▶ [RECORDS SHOWN]:

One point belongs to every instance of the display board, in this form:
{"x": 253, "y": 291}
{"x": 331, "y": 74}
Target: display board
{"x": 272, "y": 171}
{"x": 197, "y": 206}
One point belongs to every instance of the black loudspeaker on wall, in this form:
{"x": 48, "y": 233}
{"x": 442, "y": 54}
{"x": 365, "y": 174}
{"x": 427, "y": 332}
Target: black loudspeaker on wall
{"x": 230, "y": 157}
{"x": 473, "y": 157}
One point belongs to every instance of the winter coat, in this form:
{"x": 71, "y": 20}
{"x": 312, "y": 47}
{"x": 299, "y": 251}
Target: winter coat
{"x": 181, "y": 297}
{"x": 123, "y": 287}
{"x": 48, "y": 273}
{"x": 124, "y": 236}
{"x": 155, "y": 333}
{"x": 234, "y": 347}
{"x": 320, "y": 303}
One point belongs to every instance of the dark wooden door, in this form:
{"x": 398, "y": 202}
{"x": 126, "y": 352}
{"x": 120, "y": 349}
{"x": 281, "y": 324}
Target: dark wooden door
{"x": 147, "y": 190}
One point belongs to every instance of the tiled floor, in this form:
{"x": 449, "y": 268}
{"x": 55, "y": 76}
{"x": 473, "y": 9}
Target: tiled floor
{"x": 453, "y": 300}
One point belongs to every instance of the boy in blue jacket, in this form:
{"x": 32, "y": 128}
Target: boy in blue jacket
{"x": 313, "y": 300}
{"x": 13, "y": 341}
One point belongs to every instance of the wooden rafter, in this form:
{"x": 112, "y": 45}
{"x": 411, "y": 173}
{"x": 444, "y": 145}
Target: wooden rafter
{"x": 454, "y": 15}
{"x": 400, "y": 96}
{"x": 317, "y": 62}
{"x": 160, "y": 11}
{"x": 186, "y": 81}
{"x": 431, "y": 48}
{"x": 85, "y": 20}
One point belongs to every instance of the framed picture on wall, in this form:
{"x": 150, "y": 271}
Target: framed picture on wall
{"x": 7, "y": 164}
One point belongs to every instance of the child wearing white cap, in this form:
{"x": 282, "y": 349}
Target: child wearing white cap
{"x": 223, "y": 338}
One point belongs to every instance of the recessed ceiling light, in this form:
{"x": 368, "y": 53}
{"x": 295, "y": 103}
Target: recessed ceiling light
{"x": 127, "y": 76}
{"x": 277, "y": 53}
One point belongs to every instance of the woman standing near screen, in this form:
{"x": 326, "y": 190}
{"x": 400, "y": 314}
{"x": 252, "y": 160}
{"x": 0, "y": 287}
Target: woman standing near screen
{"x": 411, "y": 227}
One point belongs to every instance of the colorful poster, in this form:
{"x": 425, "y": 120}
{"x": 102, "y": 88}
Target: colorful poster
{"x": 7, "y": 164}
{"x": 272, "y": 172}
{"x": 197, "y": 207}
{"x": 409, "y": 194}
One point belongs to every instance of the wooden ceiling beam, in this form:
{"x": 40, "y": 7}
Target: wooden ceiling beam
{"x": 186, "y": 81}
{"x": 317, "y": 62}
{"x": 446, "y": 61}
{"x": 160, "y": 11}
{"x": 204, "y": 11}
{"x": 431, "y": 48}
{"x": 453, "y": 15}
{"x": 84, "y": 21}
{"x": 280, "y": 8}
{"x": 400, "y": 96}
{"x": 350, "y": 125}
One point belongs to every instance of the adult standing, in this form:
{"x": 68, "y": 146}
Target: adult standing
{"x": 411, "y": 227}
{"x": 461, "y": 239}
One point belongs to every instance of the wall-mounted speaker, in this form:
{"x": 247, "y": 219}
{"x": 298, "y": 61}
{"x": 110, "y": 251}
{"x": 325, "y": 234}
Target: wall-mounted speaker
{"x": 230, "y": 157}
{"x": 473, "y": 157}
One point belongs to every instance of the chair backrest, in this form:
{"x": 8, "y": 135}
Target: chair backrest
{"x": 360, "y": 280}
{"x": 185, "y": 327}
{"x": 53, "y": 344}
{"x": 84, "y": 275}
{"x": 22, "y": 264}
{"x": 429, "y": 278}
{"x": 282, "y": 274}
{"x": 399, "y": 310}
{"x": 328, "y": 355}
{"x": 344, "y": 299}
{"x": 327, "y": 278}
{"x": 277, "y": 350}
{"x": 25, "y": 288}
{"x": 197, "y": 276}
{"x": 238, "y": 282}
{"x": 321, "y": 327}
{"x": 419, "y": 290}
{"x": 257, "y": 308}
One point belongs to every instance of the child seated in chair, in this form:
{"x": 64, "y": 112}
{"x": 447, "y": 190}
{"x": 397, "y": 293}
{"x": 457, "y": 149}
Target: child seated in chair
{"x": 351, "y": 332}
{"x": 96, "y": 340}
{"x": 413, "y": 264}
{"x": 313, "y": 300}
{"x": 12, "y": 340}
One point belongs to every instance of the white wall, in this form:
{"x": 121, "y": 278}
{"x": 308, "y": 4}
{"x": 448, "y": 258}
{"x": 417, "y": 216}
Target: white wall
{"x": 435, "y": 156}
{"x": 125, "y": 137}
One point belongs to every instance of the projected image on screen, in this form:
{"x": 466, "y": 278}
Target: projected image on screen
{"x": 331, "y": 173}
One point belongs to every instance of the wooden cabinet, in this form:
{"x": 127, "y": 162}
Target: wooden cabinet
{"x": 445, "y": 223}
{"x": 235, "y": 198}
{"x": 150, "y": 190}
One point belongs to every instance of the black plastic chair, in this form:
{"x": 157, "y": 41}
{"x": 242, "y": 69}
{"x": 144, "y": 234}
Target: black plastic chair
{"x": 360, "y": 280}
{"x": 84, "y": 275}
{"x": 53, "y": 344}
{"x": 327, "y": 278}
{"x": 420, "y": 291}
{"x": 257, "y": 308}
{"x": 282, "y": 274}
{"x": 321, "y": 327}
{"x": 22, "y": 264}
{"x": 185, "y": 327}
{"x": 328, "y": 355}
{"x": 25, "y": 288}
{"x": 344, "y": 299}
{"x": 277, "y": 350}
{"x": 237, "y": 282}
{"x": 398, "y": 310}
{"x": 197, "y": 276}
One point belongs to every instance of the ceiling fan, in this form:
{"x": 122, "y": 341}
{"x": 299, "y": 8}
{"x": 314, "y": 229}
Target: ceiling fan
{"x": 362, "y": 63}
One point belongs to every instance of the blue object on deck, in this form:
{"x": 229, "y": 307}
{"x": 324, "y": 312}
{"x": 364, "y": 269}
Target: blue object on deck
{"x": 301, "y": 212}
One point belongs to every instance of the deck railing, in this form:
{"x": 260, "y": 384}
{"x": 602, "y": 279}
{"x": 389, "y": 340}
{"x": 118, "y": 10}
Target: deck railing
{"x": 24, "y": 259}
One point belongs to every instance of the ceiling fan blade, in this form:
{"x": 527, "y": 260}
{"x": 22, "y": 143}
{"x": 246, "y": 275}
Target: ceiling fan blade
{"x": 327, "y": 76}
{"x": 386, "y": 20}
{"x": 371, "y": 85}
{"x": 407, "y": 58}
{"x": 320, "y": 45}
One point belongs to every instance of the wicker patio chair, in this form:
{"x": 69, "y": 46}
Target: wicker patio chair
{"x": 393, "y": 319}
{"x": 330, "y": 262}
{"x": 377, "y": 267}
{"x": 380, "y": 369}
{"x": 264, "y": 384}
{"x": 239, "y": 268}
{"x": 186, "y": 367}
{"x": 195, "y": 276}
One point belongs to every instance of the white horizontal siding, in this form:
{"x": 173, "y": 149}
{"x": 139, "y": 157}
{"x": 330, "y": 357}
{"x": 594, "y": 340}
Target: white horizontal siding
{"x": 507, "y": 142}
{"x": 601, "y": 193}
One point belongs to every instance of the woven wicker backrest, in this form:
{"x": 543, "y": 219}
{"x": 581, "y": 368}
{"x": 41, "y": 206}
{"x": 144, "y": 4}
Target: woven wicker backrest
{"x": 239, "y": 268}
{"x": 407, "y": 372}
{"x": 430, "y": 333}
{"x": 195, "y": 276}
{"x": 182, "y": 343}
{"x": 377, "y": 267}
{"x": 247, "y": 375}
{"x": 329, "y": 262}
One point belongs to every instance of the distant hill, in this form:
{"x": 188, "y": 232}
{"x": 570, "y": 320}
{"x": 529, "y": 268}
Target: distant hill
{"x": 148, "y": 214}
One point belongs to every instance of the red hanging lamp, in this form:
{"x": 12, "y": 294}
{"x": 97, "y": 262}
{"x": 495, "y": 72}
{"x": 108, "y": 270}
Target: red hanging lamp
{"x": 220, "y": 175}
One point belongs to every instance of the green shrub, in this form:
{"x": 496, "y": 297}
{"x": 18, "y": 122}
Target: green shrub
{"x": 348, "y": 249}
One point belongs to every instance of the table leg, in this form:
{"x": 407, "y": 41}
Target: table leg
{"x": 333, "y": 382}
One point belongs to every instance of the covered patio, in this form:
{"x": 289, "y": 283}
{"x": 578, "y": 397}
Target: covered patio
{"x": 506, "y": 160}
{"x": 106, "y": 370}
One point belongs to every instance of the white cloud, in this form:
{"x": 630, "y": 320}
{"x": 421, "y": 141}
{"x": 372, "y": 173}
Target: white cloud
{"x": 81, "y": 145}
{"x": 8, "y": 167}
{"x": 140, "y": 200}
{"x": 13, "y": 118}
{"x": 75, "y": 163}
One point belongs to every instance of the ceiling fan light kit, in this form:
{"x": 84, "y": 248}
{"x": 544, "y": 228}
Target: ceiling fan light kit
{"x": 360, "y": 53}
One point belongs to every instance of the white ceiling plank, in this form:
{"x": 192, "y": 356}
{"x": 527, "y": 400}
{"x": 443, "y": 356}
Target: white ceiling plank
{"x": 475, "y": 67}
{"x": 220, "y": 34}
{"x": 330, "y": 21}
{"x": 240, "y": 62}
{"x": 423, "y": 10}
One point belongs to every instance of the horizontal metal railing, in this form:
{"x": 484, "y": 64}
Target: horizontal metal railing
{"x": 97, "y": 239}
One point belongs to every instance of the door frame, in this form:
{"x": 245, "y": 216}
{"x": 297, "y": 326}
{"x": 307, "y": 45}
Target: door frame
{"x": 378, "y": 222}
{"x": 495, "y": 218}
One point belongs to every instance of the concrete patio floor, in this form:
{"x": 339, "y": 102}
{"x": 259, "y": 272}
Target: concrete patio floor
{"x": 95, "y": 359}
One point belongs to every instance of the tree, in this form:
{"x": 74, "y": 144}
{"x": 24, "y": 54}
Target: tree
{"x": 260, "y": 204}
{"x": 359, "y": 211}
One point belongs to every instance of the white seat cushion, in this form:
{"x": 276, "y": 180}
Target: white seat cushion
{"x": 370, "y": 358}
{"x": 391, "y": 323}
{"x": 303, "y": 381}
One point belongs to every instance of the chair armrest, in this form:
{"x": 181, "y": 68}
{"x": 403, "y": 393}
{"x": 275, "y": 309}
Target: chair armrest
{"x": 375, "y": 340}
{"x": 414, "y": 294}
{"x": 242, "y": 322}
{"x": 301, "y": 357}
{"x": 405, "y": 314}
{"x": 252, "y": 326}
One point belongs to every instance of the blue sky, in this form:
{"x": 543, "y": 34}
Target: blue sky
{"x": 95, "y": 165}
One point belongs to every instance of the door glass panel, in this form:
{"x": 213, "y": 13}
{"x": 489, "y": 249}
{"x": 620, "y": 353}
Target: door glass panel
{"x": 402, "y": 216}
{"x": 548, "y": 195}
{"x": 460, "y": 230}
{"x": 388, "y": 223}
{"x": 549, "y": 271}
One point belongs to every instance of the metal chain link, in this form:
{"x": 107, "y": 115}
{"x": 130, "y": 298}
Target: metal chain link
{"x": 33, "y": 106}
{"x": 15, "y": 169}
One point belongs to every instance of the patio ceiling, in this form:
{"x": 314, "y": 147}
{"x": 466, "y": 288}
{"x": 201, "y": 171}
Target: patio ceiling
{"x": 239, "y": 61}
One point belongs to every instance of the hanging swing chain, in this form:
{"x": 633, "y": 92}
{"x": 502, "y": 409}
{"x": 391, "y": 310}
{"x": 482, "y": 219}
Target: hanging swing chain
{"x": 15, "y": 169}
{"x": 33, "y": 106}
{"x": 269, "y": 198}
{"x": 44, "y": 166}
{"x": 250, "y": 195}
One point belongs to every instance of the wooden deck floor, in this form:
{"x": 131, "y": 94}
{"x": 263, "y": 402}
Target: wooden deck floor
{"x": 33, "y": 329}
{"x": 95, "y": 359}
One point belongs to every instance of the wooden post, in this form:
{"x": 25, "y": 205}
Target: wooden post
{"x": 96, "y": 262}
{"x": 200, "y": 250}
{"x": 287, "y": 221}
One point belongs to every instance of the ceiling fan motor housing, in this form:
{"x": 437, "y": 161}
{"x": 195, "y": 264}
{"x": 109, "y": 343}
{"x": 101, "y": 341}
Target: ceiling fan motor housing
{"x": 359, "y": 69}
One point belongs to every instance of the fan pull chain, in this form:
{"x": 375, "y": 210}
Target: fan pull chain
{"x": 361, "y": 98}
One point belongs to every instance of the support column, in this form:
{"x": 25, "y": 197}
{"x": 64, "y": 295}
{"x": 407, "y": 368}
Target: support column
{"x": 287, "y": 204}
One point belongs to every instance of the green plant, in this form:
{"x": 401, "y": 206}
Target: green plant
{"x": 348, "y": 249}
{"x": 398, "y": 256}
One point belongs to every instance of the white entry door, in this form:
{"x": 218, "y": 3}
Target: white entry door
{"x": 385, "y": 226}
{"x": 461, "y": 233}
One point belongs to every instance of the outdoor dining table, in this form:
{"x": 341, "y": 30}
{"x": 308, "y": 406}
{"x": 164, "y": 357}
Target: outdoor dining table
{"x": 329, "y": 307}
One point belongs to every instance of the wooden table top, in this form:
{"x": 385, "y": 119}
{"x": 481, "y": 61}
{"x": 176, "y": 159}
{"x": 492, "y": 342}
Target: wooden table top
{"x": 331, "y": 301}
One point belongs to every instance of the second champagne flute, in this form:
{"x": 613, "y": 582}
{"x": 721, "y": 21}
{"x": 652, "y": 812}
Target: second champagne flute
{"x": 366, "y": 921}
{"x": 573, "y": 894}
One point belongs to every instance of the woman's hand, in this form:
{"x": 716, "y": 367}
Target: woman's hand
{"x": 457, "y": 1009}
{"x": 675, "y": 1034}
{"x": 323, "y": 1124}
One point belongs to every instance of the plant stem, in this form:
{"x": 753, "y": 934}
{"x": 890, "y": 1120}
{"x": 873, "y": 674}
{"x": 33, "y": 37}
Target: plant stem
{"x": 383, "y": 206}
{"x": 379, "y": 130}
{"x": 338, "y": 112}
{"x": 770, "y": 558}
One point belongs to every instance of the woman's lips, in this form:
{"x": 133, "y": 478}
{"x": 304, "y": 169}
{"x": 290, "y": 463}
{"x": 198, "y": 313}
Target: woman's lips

▶ [GOAL]: Every line from the one containing "One point belongs to every instance of the white entry" through the end of the entries above must be echoed exactly, with both ends kept.

▶ [SOLUTION TO THIS PROBLEM]:
One point belongs to every instance of the white entry door, in this form:
{"x": 218, "y": 3}
Target: white entry door
{"x": 385, "y": 226}
{"x": 461, "y": 233}
One point belongs to every instance of the outdoor dining table, in this form:
{"x": 341, "y": 30}
{"x": 308, "y": 406}
{"x": 164, "y": 357}
Target: outdoor dining table
{"x": 329, "y": 307}
One point belongs to every instance of the wooden table top, in this form:
{"x": 385, "y": 119}
{"x": 481, "y": 61}
{"x": 176, "y": 159}
{"x": 492, "y": 342}
Target: wooden table top
{"x": 331, "y": 301}
One point belongs to every instance of the second champagne flute, in this form:
{"x": 613, "y": 582}
{"x": 721, "y": 21}
{"x": 652, "y": 812}
Target: second champagne flute
{"x": 366, "y": 921}
{"x": 573, "y": 894}
One point belongs to every instance of the woman's hand, in this form:
{"x": 716, "y": 367}
Target: woman's hand
{"x": 457, "y": 1009}
{"x": 675, "y": 1034}
{"x": 323, "y": 1124}
One point belongs to every instance of the plant stem, in this form:
{"x": 753, "y": 934}
{"x": 890, "y": 1120}
{"x": 873, "y": 674}
{"x": 33, "y": 37}
Target: plant stem
{"x": 383, "y": 206}
{"x": 379, "y": 130}
{"x": 338, "y": 112}
{"x": 770, "y": 558}
One point belongs to every instance of the woman's lips, in this form:
{"x": 133, "y": 478}
{"x": 304, "y": 169}
{"x": 290, "y": 463}
{"x": 198, "y": 313}
Target: woman's lips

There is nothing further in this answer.